==== DATA FOR PROCESSING ====

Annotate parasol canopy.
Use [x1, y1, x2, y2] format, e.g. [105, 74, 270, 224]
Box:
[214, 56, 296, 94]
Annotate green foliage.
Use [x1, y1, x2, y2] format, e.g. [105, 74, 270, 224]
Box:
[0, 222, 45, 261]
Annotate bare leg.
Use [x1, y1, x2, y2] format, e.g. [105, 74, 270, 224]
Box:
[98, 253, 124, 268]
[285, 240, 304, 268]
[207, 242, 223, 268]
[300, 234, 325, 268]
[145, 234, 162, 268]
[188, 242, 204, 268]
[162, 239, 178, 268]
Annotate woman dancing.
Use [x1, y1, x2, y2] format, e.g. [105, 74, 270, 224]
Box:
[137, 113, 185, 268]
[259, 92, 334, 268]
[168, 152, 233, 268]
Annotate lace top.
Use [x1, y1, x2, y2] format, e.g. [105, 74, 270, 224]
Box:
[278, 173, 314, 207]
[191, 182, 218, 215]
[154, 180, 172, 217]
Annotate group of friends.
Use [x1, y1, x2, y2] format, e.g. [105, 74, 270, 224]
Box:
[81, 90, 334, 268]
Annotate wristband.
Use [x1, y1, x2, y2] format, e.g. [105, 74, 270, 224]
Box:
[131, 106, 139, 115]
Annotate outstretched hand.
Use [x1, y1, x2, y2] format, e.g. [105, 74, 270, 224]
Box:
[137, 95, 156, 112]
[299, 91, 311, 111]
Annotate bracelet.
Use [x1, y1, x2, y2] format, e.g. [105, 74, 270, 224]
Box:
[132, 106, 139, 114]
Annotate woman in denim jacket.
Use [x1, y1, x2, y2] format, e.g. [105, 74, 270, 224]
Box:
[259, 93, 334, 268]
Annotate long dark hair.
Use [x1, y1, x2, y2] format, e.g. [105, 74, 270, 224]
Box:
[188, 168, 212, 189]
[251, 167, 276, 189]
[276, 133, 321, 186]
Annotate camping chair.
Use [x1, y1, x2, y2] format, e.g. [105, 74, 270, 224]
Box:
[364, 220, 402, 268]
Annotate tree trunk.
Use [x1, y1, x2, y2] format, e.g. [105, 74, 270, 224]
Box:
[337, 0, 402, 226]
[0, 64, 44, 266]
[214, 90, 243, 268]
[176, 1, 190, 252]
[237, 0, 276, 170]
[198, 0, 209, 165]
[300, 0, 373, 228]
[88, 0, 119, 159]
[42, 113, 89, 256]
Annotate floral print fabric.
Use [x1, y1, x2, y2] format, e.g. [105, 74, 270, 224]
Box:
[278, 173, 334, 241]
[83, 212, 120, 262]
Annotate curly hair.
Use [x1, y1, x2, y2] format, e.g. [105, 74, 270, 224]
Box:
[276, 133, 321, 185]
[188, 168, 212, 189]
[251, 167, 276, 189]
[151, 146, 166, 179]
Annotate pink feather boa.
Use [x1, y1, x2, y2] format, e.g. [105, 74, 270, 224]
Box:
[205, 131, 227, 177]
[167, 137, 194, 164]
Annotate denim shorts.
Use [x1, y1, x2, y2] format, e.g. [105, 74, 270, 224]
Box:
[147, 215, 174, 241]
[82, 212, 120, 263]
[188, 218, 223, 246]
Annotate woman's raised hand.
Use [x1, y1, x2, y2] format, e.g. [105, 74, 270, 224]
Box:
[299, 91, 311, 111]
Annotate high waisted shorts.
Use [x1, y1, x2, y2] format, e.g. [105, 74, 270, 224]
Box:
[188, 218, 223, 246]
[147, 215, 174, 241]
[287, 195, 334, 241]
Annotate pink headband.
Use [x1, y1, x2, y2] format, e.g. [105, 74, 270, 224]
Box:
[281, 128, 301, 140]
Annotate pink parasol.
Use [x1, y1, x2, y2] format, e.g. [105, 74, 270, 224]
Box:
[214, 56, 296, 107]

====

* **PROBLEM TO WORK ON**: Reproduce all of the items above, replacing each "Annotate" with "Mark" and keeping every other part unchanged.

* **EXPECTED ANSWER**:
Mark parasol canopy.
Use [x1, y1, x2, y2] format, e.g. [105, 74, 270, 224]
Box:
[214, 56, 296, 94]
Mark green foliage.
Use [x1, y1, x2, y2] format, e.g. [105, 74, 270, 224]
Box:
[0, 222, 45, 261]
Mark bare leg.
Use [x1, y1, x2, y2] format, e.g. [105, 74, 270, 224]
Box:
[98, 253, 124, 268]
[285, 240, 304, 268]
[207, 242, 223, 268]
[300, 234, 325, 268]
[145, 234, 162, 268]
[188, 242, 204, 268]
[162, 239, 178, 268]
Mark woman dancing.
Use [x1, y1, x2, y2] format, e.g. [105, 74, 270, 224]
Box:
[137, 113, 185, 268]
[259, 92, 334, 268]
[168, 152, 233, 268]
Mark lace top.
Use [x1, y1, x2, y2] format, e.g. [105, 74, 270, 224]
Box:
[278, 173, 314, 207]
[191, 182, 218, 215]
[154, 180, 172, 217]
Mark group of friends.
Use [x1, y1, x2, y2] format, e.g. [105, 74, 270, 224]
Box:
[81, 90, 334, 268]
Mark wristband.
Use [x1, y1, x2, y2] format, e.g. [105, 74, 270, 224]
Box:
[131, 106, 139, 115]
Mark outstretched hand.
Use [x1, y1, x2, y2] format, e.g. [105, 74, 270, 224]
Box:
[137, 95, 156, 112]
[299, 91, 311, 111]
Mark bracelet.
Use [x1, y1, x2, y2] format, e.g. [105, 74, 270, 224]
Box:
[132, 106, 139, 114]
Mark woman in denim jacket.
Use [x1, y1, x2, y2] format, e.g. [105, 74, 270, 224]
Box:
[259, 93, 334, 268]
Mark long dark hair.
Use [x1, y1, x2, y2] format, e.g. [105, 74, 270, 224]
Box:
[188, 168, 212, 189]
[251, 167, 276, 189]
[276, 133, 321, 186]
Mark camping chair.
Use [x1, y1, x2, y2] format, e.g. [105, 74, 270, 224]
Box:
[364, 220, 402, 268]
Mark tree trunk.
Use [x1, y1, x2, y2] format, e.g. [105, 74, 270, 224]
Box:
[337, 0, 402, 226]
[0, 64, 44, 266]
[214, 90, 243, 268]
[176, 1, 190, 252]
[237, 0, 276, 170]
[198, 0, 209, 165]
[300, 0, 373, 228]
[88, 0, 119, 159]
[42, 113, 89, 256]
Mark floral print fabric.
Use [x1, y1, x2, y2] format, e.g. [105, 74, 270, 224]
Box:
[278, 173, 334, 241]
[83, 212, 120, 262]
Mark curly hair.
Use [x1, y1, x2, y2] format, e.g. [105, 74, 270, 224]
Box:
[276, 133, 321, 185]
[188, 168, 212, 189]
[251, 167, 276, 189]
[151, 146, 166, 179]
Mark pink feather boa.
Use [x1, y1, x2, y2] format, e.g. [105, 74, 270, 224]
Box:
[205, 131, 227, 177]
[167, 137, 194, 164]
Mark denim shorts.
Use [x1, y1, x2, y2] format, e.g. [105, 74, 270, 224]
Box:
[147, 215, 174, 241]
[82, 212, 120, 263]
[188, 218, 223, 246]
Mark woman's raised hand.
Use [x1, y1, x2, y2] format, e.g. [105, 74, 270, 224]
Box:
[299, 91, 311, 111]
Mark high waisted shorts.
Use [x1, y1, x2, y2] format, e.g. [105, 74, 270, 224]
Box:
[188, 218, 223, 246]
[147, 215, 174, 241]
[287, 195, 334, 241]
Mark pink headband.
Use [x1, y1, x2, y2] format, e.g. [105, 74, 270, 224]
Box:
[281, 128, 301, 140]
Mark pink parasol.
Use [x1, y1, x2, y2] format, e.g. [105, 74, 270, 224]
Box:
[214, 56, 296, 107]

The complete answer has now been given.